L’abondance d’emplois nuit à l’entrepreneuriat

Le Québec reste une terre fertile pour la création d’entreprises, mais un nombre croissant de jeunes entrepreneurs choisissent de garder leur emploi et de se consacrer à temps partiel à leur projet d’affaires.

La montée de cet « entrepreneuriat hybride » est une des principales constatations de l’édition 2017 du Global Entrepreneurship Monitor, et elle inquiète les chercheurs responsables du volet québécois de cette enquête internationale, Étienne St-Jean et Marc Duhamel, de l’Institut de recherche sur les PME de l’Université du Québec à Trois-Rivières (UQTR).

« C’est inquiétant parce que ça nous indique que les nouveaux entrepreneurs ne sont pas prêts à mettre l’énergie nécessaire pour faire croître leur entreprise, explique Étienne St-Jean. Ça peut avoir un impact sur la solidité et la pérennité des entreprises au Québec. »

Les entrepreneurs à temps partiel sont beaucoup plus nombreux au Québec qu’ailleurs au Canada, selon le chercheur. « On le constate aussi sur le terrain en parlant avec des entrepreneurs et avec des étudiants qui veulent créer une entreprise. C’est une question qui nous préoccupe. »

« moins d’intérêt à développer »

Les causes de l’augmentation du nombre d’entrepreneurs hybrides peuvent être multiples, mais la bonne santé de l’économie et l’augmentation du nombre d’emplois disponibles en font sûrement partie, estime Étienne St-Jean.

« Le resserrement du marché du travail et le bas taux de chômage font en sorte qu’il y a moins d’intérêt à développer une entreprise », précise-t-il.

À plus long terme, le manque de travailleurs pourrait nuire au potentiel de développement économique des régions du Québec, craignent les chercheurs de l’UQTR, qui entendent creuser davantage le phénomène.

L’impact de L’entrepreneuriat à temps partiel

Une autre explication peut être avancée pour comprendre l’augmentation de l’entrepreneuriat hybride : avec la multiplication des plateformes technologiques, il est plus facile de se lancer en affaires à temps partiel tout en gardant son emploi.

=======

Consigne>
Répondez à ces questions sur l'article consacré à l'entrepreneuriat hybride :
1. Quelle édition du Global Entrepreneurship Monitor l'article cite-t-il ?
2. Selon Étienne St-Jean, où les entrepreneurs à temps partiel sont-ils beaucoup plus nombreux qu'ailleurs au Canada ?
3. Qu'est-ce que la multiplication des plateformes technologiques rend plus facile ?
Les items n'interviennent pas ici.

=======

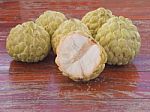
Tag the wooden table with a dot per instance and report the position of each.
(40, 87)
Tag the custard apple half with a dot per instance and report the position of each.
(120, 39)
(79, 57)
(67, 27)
(28, 42)
(95, 19)
(50, 20)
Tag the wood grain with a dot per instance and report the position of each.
(40, 87)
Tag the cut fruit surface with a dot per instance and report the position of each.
(78, 57)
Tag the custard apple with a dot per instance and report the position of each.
(120, 39)
(50, 20)
(79, 57)
(28, 42)
(95, 19)
(67, 27)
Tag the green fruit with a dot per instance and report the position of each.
(67, 27)
(95, 19)
(120, 39)
(50, 20)
(28, 42)
(79, 57)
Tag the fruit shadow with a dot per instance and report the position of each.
(43, 80)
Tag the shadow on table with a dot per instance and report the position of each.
(45, 81)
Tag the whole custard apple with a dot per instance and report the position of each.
(120, 39)
(95, 19)
(67, 27)
(28, 42)
(50, 20)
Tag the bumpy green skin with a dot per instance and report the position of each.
(97, 70)
(120, 39)
(66, 28)
(28, 42)
(50, 20)
(95, 19)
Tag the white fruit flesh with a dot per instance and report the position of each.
(78, 56)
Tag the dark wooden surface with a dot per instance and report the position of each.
(40, 87)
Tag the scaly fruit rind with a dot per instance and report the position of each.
(120, 39)
(28, 42)
(50, 20)
(95, 19)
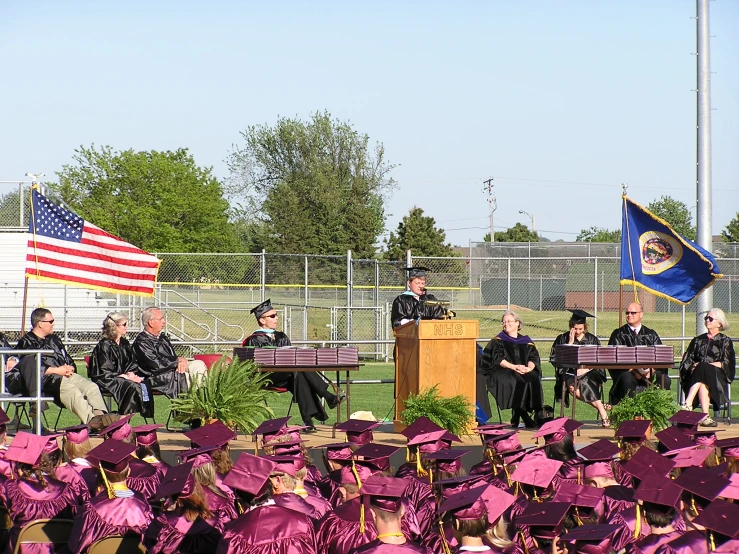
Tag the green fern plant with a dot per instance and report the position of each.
(233, 393)
(453, 414)
(653, 403)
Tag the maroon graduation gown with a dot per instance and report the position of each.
(171, 533)
(103, 516)
(379, 547)
(28, 500)
(269, 529)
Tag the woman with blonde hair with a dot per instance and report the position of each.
(708, 366)
(114, 370)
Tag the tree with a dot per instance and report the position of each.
(675, 213)
(158, 201)
(418, 233)
(518, 233)
(731, 231)
(599, 234)
(318, 187)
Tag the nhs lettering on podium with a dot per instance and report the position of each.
(448, 329)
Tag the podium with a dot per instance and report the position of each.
(430, 352)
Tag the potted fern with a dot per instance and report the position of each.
(233, 393)
(453, 414)
(653, 403)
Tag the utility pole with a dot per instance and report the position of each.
(492, 205)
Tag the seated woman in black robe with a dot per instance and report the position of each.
(708, 366)
(589, 381)
(114, 370)
(512, 369)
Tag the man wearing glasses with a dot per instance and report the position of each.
(60, 379)
(307, 388)
(168, 373)
(625, 382)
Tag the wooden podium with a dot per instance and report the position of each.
(430, 352)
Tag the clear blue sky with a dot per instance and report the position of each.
(559, 101)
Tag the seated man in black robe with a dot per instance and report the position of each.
(307, 387)
(411, 305)
(627, 382)
(167, 372)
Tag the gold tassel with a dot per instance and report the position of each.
(108, 488)
(523, 542)
(444, 544)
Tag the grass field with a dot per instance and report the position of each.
(377, 398)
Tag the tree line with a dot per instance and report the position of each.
(314, 187)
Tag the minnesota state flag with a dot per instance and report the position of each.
(656, 258)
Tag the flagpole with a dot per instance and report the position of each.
(703, 189)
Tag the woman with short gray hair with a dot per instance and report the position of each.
(708, 366)
(114, 370)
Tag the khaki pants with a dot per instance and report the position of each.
(195, 371)
(81, 397)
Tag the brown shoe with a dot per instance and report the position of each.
(98, 423)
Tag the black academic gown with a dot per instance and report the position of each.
(50, 384)
(307, 388)
(589, 384)
(408, 306)
(511, 390)
(158, 362)
(108, 362)
(705, 350)
(624, 382)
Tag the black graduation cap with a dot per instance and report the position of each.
(579, 316)
(260, 309)
(413, 272)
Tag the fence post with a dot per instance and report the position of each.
(305, 278)
(595, 297)
(508, 295)
(263, 275)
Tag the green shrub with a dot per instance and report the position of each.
(653, 403)
(232, 393)
(453, 414)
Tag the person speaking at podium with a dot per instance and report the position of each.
(411, 305)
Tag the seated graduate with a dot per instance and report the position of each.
(307, 387)
(382, 503)
(60, 379)
(589, 381)
(708, 366)
(114, 370)
(33, 492)
(263, 527)
(512, 369)
(167, 372)
(186, 525)
(117, 510)
(410, 305)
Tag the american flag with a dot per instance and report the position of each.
(64, 247)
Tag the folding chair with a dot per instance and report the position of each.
(117, 544)
(44, 531)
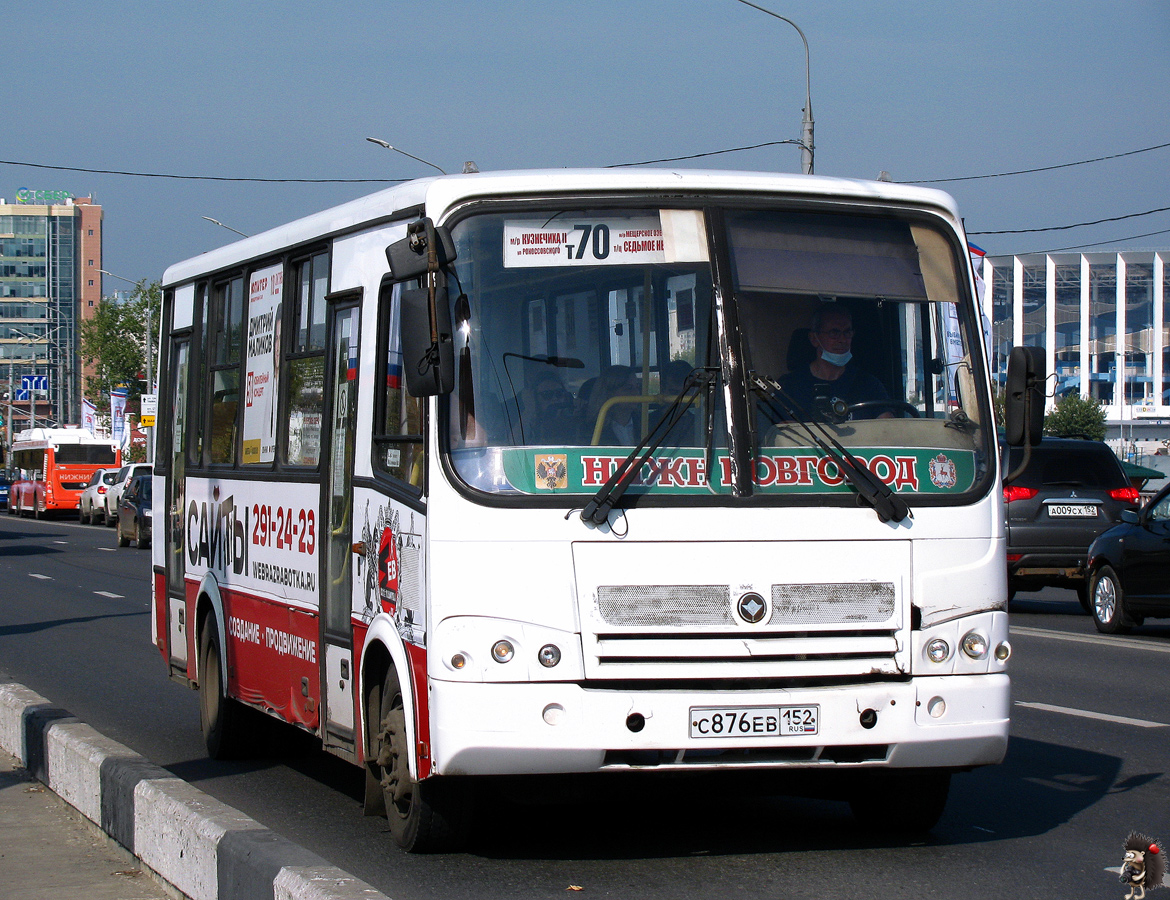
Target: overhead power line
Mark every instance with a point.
(1078, 225)
(1098, 244)
(1030, 171)
(210, 178)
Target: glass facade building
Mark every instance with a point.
(50, 260)
(1101, 321)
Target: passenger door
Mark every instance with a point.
(337, 514)
(172, 519)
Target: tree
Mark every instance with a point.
(1075, 417)
(115, 341)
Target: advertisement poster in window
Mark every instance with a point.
(261, 385)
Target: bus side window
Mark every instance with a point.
(398, 442)
(307, 361)
(227, 328)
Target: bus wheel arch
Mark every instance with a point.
(433, 815)
(224, 721)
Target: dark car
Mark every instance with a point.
(133, 521)
(1071, 492)
(1129, 568)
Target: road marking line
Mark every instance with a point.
(1102, 639)
(1087, 714)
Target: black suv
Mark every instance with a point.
(1071, 492)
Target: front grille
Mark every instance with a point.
(665, 605)
(689, 632)
(824, 604)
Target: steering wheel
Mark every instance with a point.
(888, 405)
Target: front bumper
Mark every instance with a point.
(562, 728)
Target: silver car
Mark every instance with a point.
(93, 497)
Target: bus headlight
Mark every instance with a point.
(938, 651)
(975, 645)
(549, 655)
(502, 651)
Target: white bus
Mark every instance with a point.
(577, 472)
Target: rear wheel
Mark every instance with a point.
(1108, 603)
(224, 721)
(427, 816)
(906, 801)
(1082, 596)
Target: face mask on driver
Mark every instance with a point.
(840, 359)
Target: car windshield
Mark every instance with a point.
(1068, 467)
(576, 329)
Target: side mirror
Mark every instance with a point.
(428, 348)
(424, 249)
(1024, 402)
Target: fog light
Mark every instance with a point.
(937, 651)
(975, 645)
(549, 655)
(502, 651)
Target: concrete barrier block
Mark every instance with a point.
(177, 831)
(75, 754)
(321, 883)
(14, 700)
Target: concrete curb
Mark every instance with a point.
(202, 847)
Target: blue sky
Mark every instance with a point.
(923, 90)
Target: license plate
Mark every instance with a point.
(754, 721)
(1072, 512)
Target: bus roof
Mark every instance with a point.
(57, 435)
(439, 193)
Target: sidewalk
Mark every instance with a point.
(48, 852)
(193, 844)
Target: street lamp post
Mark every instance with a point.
(149, 348)
(214, 221)
(382, 143)
(806, 145)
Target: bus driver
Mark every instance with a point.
(832, 375)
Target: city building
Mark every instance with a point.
(50, 261)
(1075, 306)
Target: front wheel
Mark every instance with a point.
(1108, 604)
(906, 801)
(427, 816)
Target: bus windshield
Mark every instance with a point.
(577, 329)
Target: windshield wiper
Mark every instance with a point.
(598, 509)
(887, 505)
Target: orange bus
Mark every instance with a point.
(52, 466)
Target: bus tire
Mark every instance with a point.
(902, 801)
(222, 720)
(425, 817)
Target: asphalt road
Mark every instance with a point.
(1091, 733)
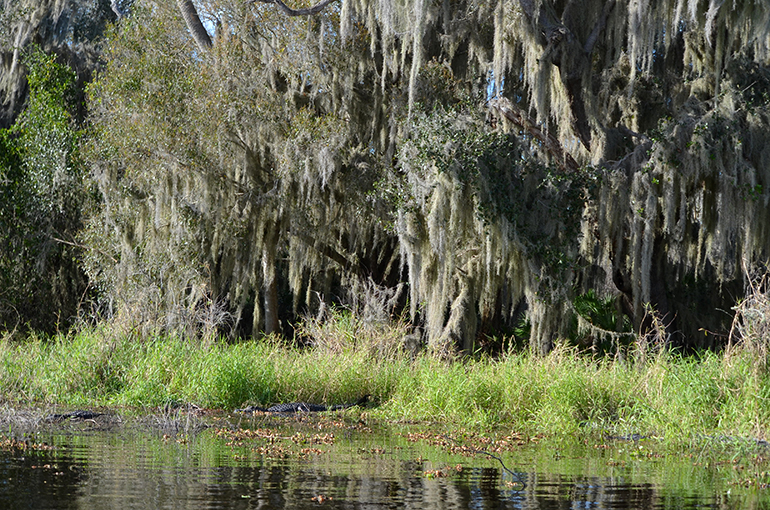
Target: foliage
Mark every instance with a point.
(503, 160)
(677, 400)
(44, 198)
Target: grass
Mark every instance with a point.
(679, 399)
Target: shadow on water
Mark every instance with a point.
(274, 462)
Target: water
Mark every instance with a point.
(322, 462)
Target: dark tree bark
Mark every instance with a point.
(193, 21)
(563, 49)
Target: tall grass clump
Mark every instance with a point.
(652, 390)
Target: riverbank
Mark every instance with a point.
(677, 399)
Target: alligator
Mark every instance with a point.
(302, 407)
(74, 415)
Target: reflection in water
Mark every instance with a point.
(132, 469)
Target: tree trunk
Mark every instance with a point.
(194, 24)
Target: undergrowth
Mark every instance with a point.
(676, 398)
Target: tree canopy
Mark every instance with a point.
(543, 167)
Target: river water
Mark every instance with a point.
(284, 462)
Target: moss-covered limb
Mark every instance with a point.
(563, 394)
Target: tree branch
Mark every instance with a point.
(514, 114)
(307, 11)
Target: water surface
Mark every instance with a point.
(280, 462)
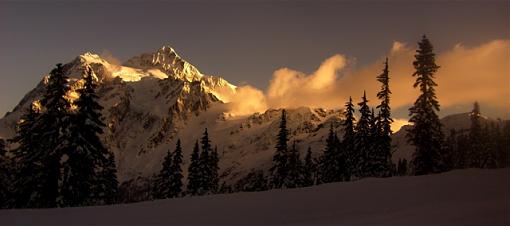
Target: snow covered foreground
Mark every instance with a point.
(463, 197)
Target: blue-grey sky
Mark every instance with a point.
(244, 42)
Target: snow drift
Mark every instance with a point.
(461, 197)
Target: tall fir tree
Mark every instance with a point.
(23, 165)
(161, 188)
(279, 170)
(477, 150)
(214, 165)
(425, 134)
(293, 179)
(205, 164)
(194, 173)
(85, 154)
(309, 169)
(169, 180)
(176, 176)
(49, 129)
(362, 138)
(107, 189)
(348, 140)
(384, 120)
(329, 168)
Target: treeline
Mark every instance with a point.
(483, 145)
(202, 172)
(59, 159)
(363, 151)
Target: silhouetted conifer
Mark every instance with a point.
(362, 138)
(279, 170)
(194, 173)
(308, 171)
(348, 140)
(425, 134)
(384, 120)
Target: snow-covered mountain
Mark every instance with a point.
(155, 98)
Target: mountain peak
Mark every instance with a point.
(89, 57)
(168, 61)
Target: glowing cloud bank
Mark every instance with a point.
(467, 74)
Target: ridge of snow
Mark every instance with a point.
(460, 197)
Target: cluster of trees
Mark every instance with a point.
(480, 146)
(59, 160)
(203, 169)
(364, 151)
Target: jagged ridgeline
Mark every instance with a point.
(153, 99)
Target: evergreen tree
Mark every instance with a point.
(87, 162)
(330, 171)
(194, 174)
(293, 179)
(362, 138)
(384, 120)
(176, 176)
(161, 188)
(348, 140)
(402, 167)
(279, 170)
(205, 164)
(25, 168)
(450, 154)
(489, 149)
(84, 153)
(477, 148)
(214, 165)
(308, 171)
(107, 189)
(39, 159)
(169, 180)
(425, 134)
(462, 150)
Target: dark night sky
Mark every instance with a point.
(244, 42)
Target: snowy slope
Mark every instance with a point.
(462, 197)
(155, 98)
(459, 122)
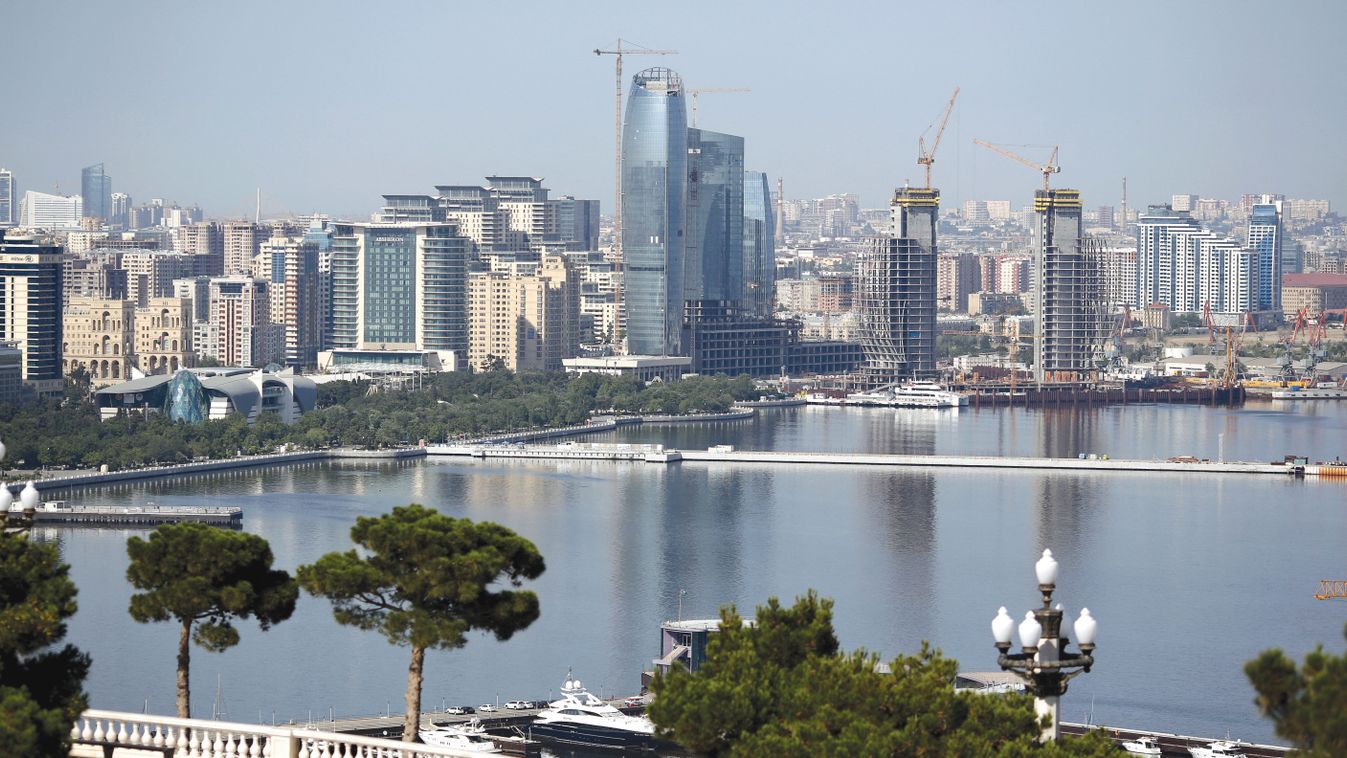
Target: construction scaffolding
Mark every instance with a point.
(1074, 313)
(896, 294)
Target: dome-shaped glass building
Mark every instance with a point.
(186, 400)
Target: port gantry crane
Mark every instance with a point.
(617, 53)
(699, 90)
(927, 156)
(1045, 168)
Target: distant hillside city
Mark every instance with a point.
(707, 268)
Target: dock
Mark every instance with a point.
(59, 513)
(728, 454)
(1176, 745)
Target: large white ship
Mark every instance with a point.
(912, 395)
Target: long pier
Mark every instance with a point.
(136, 516)
(726, 454)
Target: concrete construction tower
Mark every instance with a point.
(1067, 290)
(896, 292)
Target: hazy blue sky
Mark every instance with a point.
(327, 105)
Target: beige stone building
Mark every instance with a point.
(163, 335)
(528, 322)
(99, 335)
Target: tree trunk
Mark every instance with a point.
(183, 669)
(411, 722)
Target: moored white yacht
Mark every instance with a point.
(1219, 749)
(1142, 746)
(579, 718)
(469, 738)
(919, 393)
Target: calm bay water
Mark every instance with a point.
(1188, 575)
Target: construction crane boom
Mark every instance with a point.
(924, 156)
(1047, 168)
(617, 150)
(699, 90)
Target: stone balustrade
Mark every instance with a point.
(107, 733)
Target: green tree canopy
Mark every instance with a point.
(780, 687)
(424, 582)
(208, 578)
(1308, 704)
(41, 690)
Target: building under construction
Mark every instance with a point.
(1071, 306)
(896, 292)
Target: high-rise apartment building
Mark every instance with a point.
(50, 212)
(241, 244)
(957, 276)
(759, 244)
(291, 265)
(8, 214)
(653, 203)
(1265, 236)
(527, 322)
(120, 212)
(1184, 203)
(96, 190)
(240, 313)
(31, 307)
(1188, 268)
(1067, 290)
(202, 240)
(99, 335)
(399, 286)
(896, 292)
(151, 273)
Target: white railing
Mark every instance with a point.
(142, 734)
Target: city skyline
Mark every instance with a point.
(1159, 111)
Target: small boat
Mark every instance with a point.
(1219, 749)
(579, 718)
(1309, 393)
(1142, 746)
(468, 738)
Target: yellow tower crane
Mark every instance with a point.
(924, 156)
(699, 90)
(1047, 168)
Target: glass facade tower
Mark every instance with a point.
(653, 225)
(714, 261)
(399, 286)
(96, 190)
(759, 244)
(1265, 237)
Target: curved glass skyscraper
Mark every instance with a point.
(653, 190)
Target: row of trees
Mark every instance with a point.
(69, 432)
(423, 580)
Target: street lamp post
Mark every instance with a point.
(1044, 664)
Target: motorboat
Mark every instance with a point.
(468, 738)
(579, 718)
(1142, 746)
(1219, 749)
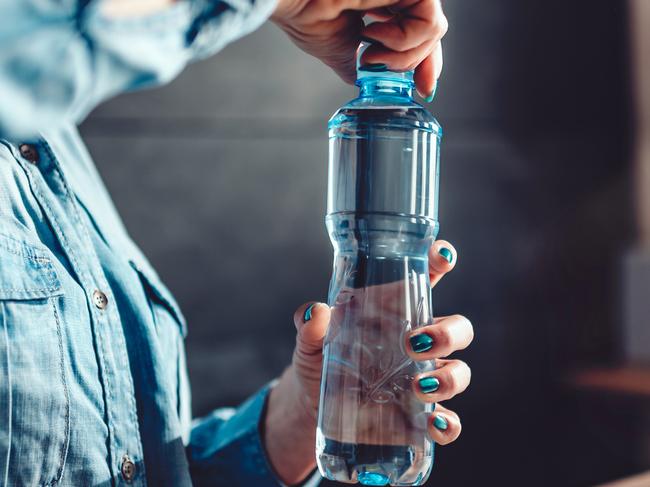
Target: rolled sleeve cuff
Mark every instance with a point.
(226, 447)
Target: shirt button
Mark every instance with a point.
(128, 468)
(29, 152)
(100, 299)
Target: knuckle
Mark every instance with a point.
(443, 338)
(452, 382)
(439, 26)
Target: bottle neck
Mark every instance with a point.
(376, 86)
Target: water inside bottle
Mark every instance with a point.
(374, 428)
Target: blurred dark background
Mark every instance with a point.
(220, 178)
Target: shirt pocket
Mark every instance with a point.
(34, 398)
(171, 330)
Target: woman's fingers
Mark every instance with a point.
(451, 377)
(409, 28)
(397, 61)
(445, 336)
(311, 320)
(444, 425)
(427, 73)
(442, 259)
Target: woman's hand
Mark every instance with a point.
(290, 422)
(406, 35)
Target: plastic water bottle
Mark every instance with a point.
(382, 219)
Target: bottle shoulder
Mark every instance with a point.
(387, 111)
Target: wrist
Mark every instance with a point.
(289, 426)
(285, 10)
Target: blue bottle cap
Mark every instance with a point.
(378, 71)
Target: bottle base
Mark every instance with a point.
(377, 465)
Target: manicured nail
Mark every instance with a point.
(421, 343)
(429, 98)
(429, 384)
(308, 311)
(374, 68)
(440, 422)
(446, 253)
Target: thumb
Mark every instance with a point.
(311, 320)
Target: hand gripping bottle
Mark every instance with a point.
(382, 217)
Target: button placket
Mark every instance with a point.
(128, 468)
(117, 383)
(100, 300)
(29, 152)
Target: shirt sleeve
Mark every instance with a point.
(61, 58)
(226, 449)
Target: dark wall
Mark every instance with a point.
(220, 178)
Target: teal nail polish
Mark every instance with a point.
(429, 384)
(429, 98)
(440, 422)
(421, 343)
(308, 311)
(374, 68)
(446, 253)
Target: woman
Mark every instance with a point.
(93, 386)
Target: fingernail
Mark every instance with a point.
(429, 98)
(429, 384)
(446, 253)
(421, 343)
(308, 311)
(440, 422)
(374, 68)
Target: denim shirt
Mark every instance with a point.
(93, 382)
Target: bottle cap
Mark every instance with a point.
(378, 71)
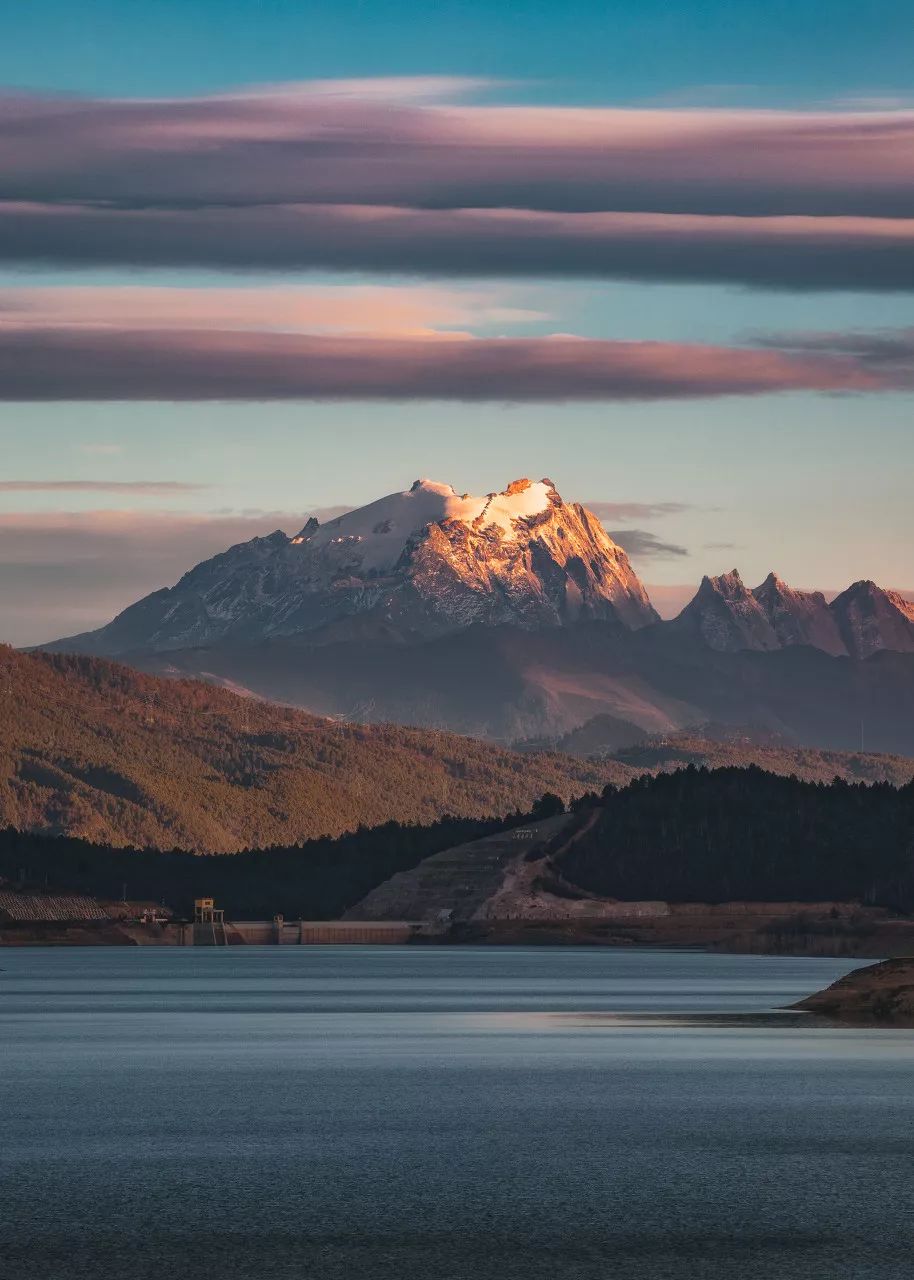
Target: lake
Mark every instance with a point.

=======

Réponse rédigée>
1. L'édition 2017.
2. Au Québec.
3. Se lancer en affaires à temps partiel tout en gardant son emploi.